■ **WRITTEN PROBLEM**
Copy the following lines exactly as they stand, covering the whole listing.

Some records
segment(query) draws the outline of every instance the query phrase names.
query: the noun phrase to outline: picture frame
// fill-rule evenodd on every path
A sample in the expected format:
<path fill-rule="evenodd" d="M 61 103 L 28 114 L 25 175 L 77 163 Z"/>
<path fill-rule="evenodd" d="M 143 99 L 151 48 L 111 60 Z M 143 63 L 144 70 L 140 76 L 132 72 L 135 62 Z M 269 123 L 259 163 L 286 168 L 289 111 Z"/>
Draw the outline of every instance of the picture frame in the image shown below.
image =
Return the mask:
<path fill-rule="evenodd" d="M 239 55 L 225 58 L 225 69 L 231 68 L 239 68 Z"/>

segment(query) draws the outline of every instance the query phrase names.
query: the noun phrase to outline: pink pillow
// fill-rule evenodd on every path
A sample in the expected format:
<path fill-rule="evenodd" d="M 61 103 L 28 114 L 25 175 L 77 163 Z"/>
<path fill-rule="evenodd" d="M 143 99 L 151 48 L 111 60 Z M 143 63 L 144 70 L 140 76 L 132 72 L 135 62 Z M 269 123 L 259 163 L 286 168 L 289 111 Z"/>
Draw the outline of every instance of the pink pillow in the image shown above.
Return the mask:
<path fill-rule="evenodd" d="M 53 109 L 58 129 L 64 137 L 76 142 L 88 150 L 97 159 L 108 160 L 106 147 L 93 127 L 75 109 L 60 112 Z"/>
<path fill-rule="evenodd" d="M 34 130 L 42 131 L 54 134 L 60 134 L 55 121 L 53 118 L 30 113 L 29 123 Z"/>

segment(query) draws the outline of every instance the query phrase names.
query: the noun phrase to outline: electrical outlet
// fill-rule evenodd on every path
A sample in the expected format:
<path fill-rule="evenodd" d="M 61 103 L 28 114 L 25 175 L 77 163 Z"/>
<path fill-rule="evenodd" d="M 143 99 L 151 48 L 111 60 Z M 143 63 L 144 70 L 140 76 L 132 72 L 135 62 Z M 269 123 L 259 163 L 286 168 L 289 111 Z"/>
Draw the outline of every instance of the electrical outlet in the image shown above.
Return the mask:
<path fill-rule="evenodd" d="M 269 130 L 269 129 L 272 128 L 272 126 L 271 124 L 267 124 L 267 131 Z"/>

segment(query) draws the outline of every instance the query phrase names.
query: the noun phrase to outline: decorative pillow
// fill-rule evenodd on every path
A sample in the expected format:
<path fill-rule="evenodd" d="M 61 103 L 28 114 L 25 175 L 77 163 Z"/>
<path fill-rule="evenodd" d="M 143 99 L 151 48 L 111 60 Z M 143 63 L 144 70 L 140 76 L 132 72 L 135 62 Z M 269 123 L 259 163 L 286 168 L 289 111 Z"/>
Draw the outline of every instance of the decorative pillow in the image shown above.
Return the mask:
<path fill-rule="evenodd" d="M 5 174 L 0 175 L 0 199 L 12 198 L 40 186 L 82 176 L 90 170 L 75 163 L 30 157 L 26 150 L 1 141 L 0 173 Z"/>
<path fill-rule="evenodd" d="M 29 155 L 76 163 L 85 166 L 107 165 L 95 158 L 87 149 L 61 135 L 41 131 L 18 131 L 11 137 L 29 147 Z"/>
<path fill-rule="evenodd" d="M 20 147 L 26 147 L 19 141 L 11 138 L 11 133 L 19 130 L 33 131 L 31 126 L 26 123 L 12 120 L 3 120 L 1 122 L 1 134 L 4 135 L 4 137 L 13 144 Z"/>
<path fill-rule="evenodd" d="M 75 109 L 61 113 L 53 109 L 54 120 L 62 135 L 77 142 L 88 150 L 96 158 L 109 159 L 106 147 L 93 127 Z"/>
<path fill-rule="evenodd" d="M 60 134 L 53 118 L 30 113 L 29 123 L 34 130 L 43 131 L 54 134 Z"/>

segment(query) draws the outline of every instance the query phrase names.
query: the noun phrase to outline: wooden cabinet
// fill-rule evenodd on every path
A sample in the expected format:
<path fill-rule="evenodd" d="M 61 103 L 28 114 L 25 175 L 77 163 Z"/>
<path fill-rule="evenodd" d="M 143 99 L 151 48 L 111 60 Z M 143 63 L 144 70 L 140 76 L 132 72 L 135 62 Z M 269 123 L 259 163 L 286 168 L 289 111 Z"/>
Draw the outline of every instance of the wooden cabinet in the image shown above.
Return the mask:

■ **TASK SOLUTION**
segment(query) draws the outline of every instance the query phrase names.
query: the noun phrase to outline: picture frame
// fill-rule evenodd on every path
A sample in the expected format:
<path fill-rule="evenodd" d="M 61 103 L 28 114 L 25 175 L 77 163 Z"/>
<path fill-rule="evenodd" d="M 143 99 L 151 48 L 111 60 Z M 143 63 L 144 70 L 140 76 L 132 72 L 135 62 Z M 269 123 L 259 163 L 286 168 L 289 111 Z"/>
Draw the outline of every instance of the picture frame in the image shown below.
image =
Return the mask:
<path fill-rule="evenodd" d="M 239 55 L 225 58 L 225 69 L 231 68 L 239 68 Z"/>

segment(query) draws the outline of every instance the query phrase names.
query: the noun phrase to outline: pink pillow
// fill-rule evenodd on every path
A sample in the expected format:
<path fill-rule="evenodd" d="M 61 103 L 28 114 L 25 175 L 77 163 Z"/>
<path fill-rule="evenodd" d="M 143 99 L 151 48 L 111 60 Z M 143 63 L 144 70 L 140 76 L 132 72 L 135 62 Z M 269 123 L 259 163 L 286 168 L 289 111 Z"/>
Draw the outline of every instance of the pink pillow in the image shown above.
Return the mask:
<path fill-rule="evenodd" d="M 53 109 L 58 129 L 64 137 L 76 142 L 88 150 L 97 159 L 108 160 L 106 147 L 93 127 L 75 109 L 60 112 Z"/>
<path fill-rule="evenodd" d="M 34 130 L 42 131 L 54 134 L 60 134 L 55 121 L 53 118 L 30 113 L 29 123 Z"/>

segment(query) draws the outline of every instance the query phrase names.
query: the noun phrase to outline: electrical outlet
// fill-rule evenodd on every path
A sample in the expected format:
<path fill-rule="evenodd" d="M 61 103 L 28 114 L 25 175 L 77 163 Z"/>
<path fill-rule="evenodd" d="M 143 99 L 151 48 L 111 60 Z M 143 63 L 144 70 L 140 76 L 132 72 L 135 62 Z M 269 123 L 259 163 L 286 168 L 289 111 Z"/>
Draw the outline of every instance of the electrical outlet in the image shown above.
Return the mask:
<path fill-rule="evenodd" d="M 269 130 L 269 129 L 272 128 L 272 126 L 271 124 L 267 124 L 267 131 Z"/>

segment(query) draws the outline of every instance the query phrase names.
query: the noun phrase to outline: decorative pillow
// fill-rule evenodd on every path
A sample in the expected format:
<path fill-rule="evenodd" d="M 61 103 L 28 114 L 25 175 L 77 163 Z"/>
<path fill-rule="evenodd" d="M 143 99 L 151 48 L 111 60 Z M 143 63 L 144 70 L 140 76 L 132 72 L 135 62 Z M 269 123 L 259 163 L 286 168 L 289 111 Z"/>
Draw the outline of every instance of the decorative pillow in the image shown above.
Return the mask:
<path fill-rule="evenodd" d="M 5 174 L 0 175 L 0 199 L 12 198 L 40 186 L 82 176 L 90 170 L 75 163 L 30 157 L 26 150 L 1 141 L 0 173 Z"/>
<path fill-rule="evenodd" d="M 29 155 L 76 163 L 85 166 L 107 165 L 95 158 L 87 149 L 61 135 L 41 131 L 18 131 L 11 137 L 29 147 Z"/>
<path fill-rule="evenodd" d="M 20 147 L 26 147 L 19 141 L 11 138 L 11 133 L 19 130 L 33 131 L 31 126 L 26 123 L 12 120 L 3 120 L 1 122 L 1 134 L 4 135 L 4 137 L 13 144 Z"/>
<path fill-rule="evenodd" d="M 75 109 L 61 113 L 53 109 L 54 120 L 62 135 L 77 142 L 88 150 L 96 158 L 109 159 L 106 147 L 93 127 Z"/>
<path fill-rule="evenodd" d="M 60 134 L 53 118 L 30 113 L 29 123 L 34 130 L 43 131 L 54 134 Z"/>

segment(query) draws the outline of every instance the query phrase names.
query: the noun phrase to outline: wooden cabinet
// fill-rule evenodd on every path
A sample in the expected format:
<path fill-rule="evenodd" d="M 61 103 L 28 114 L 25 175 L 77 163 Z"/>
<path fill-rule="evenodd" d="M 143 99 L 151 48 L 111 60 Z M 143 63 L 144 70 L 140 76 L 132 72 L 135 62 Z M 269 123 L 259 163 L 286 168 L 289 111 Z"/>
Draw the outline of every instance of the wooden cabinet in the image shown above.
Return the mask:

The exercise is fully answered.